Dataset extract:
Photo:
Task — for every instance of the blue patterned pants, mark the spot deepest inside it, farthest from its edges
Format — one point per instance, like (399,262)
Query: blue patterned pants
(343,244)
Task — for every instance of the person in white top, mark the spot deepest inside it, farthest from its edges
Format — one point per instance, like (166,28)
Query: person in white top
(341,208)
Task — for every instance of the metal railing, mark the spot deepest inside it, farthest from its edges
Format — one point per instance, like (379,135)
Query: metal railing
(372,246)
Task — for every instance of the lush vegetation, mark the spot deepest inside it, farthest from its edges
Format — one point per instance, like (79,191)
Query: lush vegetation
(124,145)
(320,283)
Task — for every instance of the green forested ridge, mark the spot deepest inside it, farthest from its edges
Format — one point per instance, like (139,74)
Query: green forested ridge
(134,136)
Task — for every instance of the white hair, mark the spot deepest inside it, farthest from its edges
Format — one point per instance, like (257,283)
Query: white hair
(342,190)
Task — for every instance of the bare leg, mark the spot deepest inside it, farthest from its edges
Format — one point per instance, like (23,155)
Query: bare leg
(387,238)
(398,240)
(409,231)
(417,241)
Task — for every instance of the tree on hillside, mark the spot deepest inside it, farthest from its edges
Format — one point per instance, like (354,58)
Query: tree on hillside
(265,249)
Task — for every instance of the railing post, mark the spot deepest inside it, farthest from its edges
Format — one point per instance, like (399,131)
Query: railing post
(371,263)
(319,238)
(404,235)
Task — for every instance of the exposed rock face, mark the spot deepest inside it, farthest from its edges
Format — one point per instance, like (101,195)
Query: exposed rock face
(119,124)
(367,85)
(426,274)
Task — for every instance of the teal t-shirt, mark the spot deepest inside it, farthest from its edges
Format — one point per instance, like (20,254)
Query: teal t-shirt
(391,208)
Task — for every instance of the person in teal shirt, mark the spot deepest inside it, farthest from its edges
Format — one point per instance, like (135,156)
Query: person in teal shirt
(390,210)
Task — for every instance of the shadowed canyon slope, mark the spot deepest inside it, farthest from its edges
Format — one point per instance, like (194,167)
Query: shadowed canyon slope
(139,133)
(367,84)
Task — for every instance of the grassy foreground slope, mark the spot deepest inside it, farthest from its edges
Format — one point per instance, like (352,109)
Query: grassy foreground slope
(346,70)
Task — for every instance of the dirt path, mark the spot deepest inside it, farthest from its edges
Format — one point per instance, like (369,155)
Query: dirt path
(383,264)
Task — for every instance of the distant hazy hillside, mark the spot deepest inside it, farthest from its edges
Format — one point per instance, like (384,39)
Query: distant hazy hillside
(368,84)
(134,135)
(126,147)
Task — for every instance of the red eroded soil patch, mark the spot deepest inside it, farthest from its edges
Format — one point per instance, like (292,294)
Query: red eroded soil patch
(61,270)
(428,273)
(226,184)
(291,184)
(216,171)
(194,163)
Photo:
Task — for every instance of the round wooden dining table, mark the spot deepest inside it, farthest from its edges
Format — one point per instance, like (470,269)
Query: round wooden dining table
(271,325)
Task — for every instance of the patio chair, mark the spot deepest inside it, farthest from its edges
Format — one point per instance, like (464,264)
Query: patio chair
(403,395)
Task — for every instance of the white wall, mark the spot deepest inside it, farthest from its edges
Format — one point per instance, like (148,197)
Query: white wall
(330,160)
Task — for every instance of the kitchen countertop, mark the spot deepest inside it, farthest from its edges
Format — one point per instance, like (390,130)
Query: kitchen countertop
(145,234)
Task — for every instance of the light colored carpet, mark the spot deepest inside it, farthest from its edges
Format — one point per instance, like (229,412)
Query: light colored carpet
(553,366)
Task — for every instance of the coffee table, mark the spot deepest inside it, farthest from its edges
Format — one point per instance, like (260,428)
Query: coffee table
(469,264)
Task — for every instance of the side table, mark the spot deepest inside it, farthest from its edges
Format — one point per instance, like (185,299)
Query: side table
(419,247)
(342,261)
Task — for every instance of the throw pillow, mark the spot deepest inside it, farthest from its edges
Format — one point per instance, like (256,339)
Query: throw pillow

Problem to work on:
Everything in the material above should be output exactly.

Task response:
Photo:
Task — for every instance of the blue patterned pants, mark the spot deepest inside it, farthest from its edges
Format — one point per instance, like (399,262)
Query: blue patterned pants
(343,244)
Task — for every instance of the person in white top, mark the spot deepest inside it, farthest from its edges
Format — one point per instance, like (166,28)
Query: person in white top
(341,208)
Task — for every instance of the metal railing, mark the spot deepest inside it, farthest from its edges
Format — one point per instance, like (379,135)
Query: metal railing
(372,246)
Task — for every instance of the lush vegetation, mark the spot deepest inside it, farthest from its edges
Format — one point per instance, like (79,191)
Query: lush vegetation
(124,145)
(320,283)
Task — for every instance of the green forested ridge, mark the spot deepest inside it, farthest from its edges
Format — one point per instance, like (139,74)
Query: green forested ridge
(134,136)
Task — for every instance of the white hair, mark the spot deepest inside it, farthest from its edges
Format — one point per instance, like (257,283)
Query: white hair
(342,190)
Task — for every instance of the bare leg, mark the spot deepest inside it, farthest from its edges
Format — one point per instance, like (23,155)
Query: bare leg
(387,238)
(398,240)
(409,231)
(417,241)
Task — for every instance of the tree on hillside, mark the spot deepest inside it, farthest from its edges
Format — one point per instance, like (354,58)
Query: tree on hillside
(265,249)
Task — for every instance of the railing post, mark the spot deepest inside it, farthest from its edges
Format — one point per instance, like (399,131)
Query: railing post
(371,263)
(319,238)
(404,235)
Task — for every instance of the exposed rock face, mark the spot deepest inside it, farthest from its edges
Format — one point per instance, like (101,195)
Query: exposed rock face
(119,124)
(367,85)
(426,274)
Task — for every instance of the teal t-shirt, mark the spot deepest inside it, farthest from its edges
Format — one point per instance, like (20,254)
Query: teal t-shirt
(391,208)
Task — for every instance of the person in teal shirt, mark the spot deepest inside it, farthest from its edges
Format — one point per instance, like (135,156)
Query: person in teal shirt
(390,210)
Task — for every instance of the shadowed canyon slope, mark the spot deepest inside it, farthest from its edges
Format — one point per instance, like (194,167)
Query: shadowed canyon slope
(139,133)
(367,84)
Task — for every instance of the grassy foreground slope, mark the spot deepest inside it, farthest from its edges
Format — one point per instance, like (352,109)
Query: grassy foreground slope
(346,70)
Task — for every instance of the dirt path, mark the spot deepest inside it, farthest from its edges
Format — one point per instance, like (369,155)
Query: dirt path
(383,264)
Task — for every instance of the distant hazy hillside, mark the spot deepest inside it, farthest from its edges
Format — one point per instance, like (384,39)
Query: distant hazy hillside
(368,84)
(134,135)
(126,147)
Task — for every instance of the red eroded soil patch, mark the spot deepest inside it, farthest from its edges
Format — one point per instance, like (292,294)
Query: red eroded soil patch
(61,270)
(428,273)
(226,184)
(291,184)
(216,171)
(194,163)
Photo:
Task — for every instance of the round wooden dining table, mark the spot deepest inside it, farthest from its edges
Format — one point per instance, like (470,269)
Query: round wooden dining table
(271,325)
Task — for every instance of the patio chair, mark the spot deepest inside it, farthest from its edges
Format — one point per instance, like (464,264)
Query: patio chair
(403,395)
Task — for every instance of the white wall, mark the spot deepest inside it, farthest from its edges
Format — one point per instance, like (148,197)
Query: white wall
(330,160)
Task — for every instance of the kitchen countertop, mark the spot deepest inside it, farthest from its edges
Format — one point per instance, like (390,130)
Query: kitchen countertop
(145,234)
Task — for every instance of the light colored carpet, mark the spot deepest inside it, farthest from its edges
Format — one point per instance, like (229,412)
Query: light colored carpet
(553,366)
Task — for every instance of the coffee table, mark the spot deepest inside it, farthest from its edges
Format — one point per instance, like (260,428)
Query: coffee table
(469,264)
Task — for every instance of the side table, mark the spot deepest inside it, farthest from its edges
Format — one point per instance, like (185,299)
Query: side table
(419,247)
(342,261)
Task — for every instance of the throw pillow, mark the spot deepest inside it, farthest from its edges
Format — one point per instance, like (256,339)
Query: throw pillow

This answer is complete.